Esercizi da svolgere:
**1)** Riporti fedelmente il passo del brano su popoli e società che comincia con "Per il lavoro" e prosegue fino a "o l’esserne esclusi.".
**2)** Scriva il seguito del brano su popoli e società, riprendendo subito dopo la sua ultima frase.

Estratto del documento:
____

Popoli e popolo – 8
Si arriva in una città e ci si trova immersi nella sua popolazione, gente che va, gente che viene. Osserviamo come lo fa e che dice, se ne capiamo la lingua. Possiamo anche trarne delle conclusioni sui suoi costumi e concezioni, quindi sulla sua cultura. E’ solo a questo punto che possiamo cercare di individuare il popolo: per riuscirci dobbiamo capire chi e come comanda al vertice e chi accetta di essere comandato e perché. Il perché è narrato dal suo mito. Questo è il lavoro degli antropologi.
Naturalmente in una popolazione non c’è solo il popolo ma anche un sistema di società. Una società è un sistema di relazioni con carattere normativo: ciascuna società poi esprime un suo popolo, il cui assetto dipende anche qui dal sistema di governo e dal relativo mito di legittimazione. Le società si relazionano tra loro in vari modi e, nel mondo contemporaneo, il loro intreccio si è fatto estremamente complesso, anche a causa dell’esplosione demografica. C’è molta più gente ora intorno al bacino del Mediterraneo di quanta c’è ne fosse duemila anni fa, ai tempi in cui cominciarono ad evolvere le prime comunità che vivevano la religione richiamandosi agli insegnamenti del Maestro che avevano iniziato ad essere tramandati. L’intreccio delle società di una popolazione è studiato dalla sociologia.
Per il lavoro della sociologia è molto importante capire i sistemi di governo e per questo ci si occupa anche di come vengono costruiti normativamente i popoli delle società che si studiano, ma anche di come funzionano, e innanzi tutto della misura in cui funzionano, i sistemi normativi che definiscono i popoli, che cosa si pensano che i popoli siano, chi ci entra e come, che obblighi e diritti comporta l’entrarci e che cosa l’esserne esclusi. Anche per l’antropologia occuparsi del popolo è importante, ma più per capire come è vissuto dalle persone l’esserne considerati parte, o l’esserne esclusi.
Antropologia e sociologia sono discipline scientifiche che si fondano sull’osservazione sistematica e metodica dei fenomeni di cui si occupano.
La teologia ragiona molto diversamente e lo fa in modo simile a come ragionano le scienze giuridiche. La differenza è che in queste ultime ha moltissima importanza l’esperienza delle relazioni sociali, dalle quali emerge l’esigenza di normazione, quindi poi le norme giuridiche sulle quali si esercitano i giuristi.

____

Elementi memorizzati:
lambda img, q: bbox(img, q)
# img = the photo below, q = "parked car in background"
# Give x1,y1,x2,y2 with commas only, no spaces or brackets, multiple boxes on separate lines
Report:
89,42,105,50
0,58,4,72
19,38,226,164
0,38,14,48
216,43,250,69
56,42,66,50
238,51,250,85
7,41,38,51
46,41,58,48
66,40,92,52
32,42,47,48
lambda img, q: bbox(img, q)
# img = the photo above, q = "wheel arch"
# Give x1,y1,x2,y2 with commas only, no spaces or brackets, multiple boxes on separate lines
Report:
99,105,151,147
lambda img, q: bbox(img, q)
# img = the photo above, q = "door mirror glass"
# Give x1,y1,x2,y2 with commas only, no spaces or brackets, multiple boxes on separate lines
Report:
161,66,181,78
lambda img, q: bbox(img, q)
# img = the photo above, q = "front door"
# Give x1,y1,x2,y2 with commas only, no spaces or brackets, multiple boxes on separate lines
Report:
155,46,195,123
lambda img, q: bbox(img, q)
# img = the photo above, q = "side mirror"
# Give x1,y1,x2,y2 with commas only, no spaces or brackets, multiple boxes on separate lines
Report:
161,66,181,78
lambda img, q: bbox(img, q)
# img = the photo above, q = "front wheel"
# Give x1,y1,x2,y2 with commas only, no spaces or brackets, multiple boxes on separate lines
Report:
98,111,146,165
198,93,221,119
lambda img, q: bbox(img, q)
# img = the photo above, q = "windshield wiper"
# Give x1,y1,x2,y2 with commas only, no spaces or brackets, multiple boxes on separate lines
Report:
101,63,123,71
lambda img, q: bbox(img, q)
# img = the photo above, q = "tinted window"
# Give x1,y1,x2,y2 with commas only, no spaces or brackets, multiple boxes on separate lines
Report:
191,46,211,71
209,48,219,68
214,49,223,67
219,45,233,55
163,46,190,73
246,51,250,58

____

Risposte finali:
**1)**
Per il lavoro della sociologia è molto importante capire i sistemi di governo e per questo ci si occupa anche di come vengono costruiti normativamente i popoli delle società che si studiano, ma anche di come funzionano, e innanzi tutto della misura in cui funzionano, i sistemi normativi che definiscono i popoli, che cosa si pensano che i popoli siano, chi ci entra e come, che obblighi e diritti comporta l’entrarci e che cosa l’esserne esclusi. Anche per l’antropologia occuparsi del popolo è importante, ma più per capire come è vissuto dalle persone l’esserne considerati parte, o l’esserne esclusi.

**2)**
Il problema fondamentale della teologia è di capire i confini della verità, intesa come sistema di definizioni che deve essere accettato per essere ammessi nel popolo di coloro che vivono religiosamente, per esserne riconosciuti parte. L’osservazione conta poco. Contano invece le esigenze dei suoi committenti, che sono le gerarchie ecclesiastiche. Quindi poi l’idea di popolo della teologia è molto cambiata storicamente, in modo corrispondente all’esercizio del governo ecclesiastico, che nei secoli passati fu strettamente intrecciato con quello esercitato dai poteri civili. Innanzi tutto perché le caratteristiche date ai loro popoli in larga parte coincidevano. Così il rispettivo governo richiedeva di organizzare una specie di condominio. Il liberalismo, il movimento culturale e politico sviluppatosi dall’Ottocento in Europa, intendeva spezzarlo e per questo è stato duramente avversato dalla nostra gerarchia ecclesiastica, e ancor oggi lo è.
L’idea fondamentale del liberalismo è che la singola persona umana non debba essere totalmente in dominio altrui, in particolare dei poteri politici. Su di essa si fonda il sistema dei diritti umani fondamentali e l’altra idea della dignità della singola persona umana. Da qui poi la costruzione delle democrazie avanzate contemporanee, che sono un sistema normativo di limiti ad ogni potere, pubblico o privato, che viene definito dello stato di diritto.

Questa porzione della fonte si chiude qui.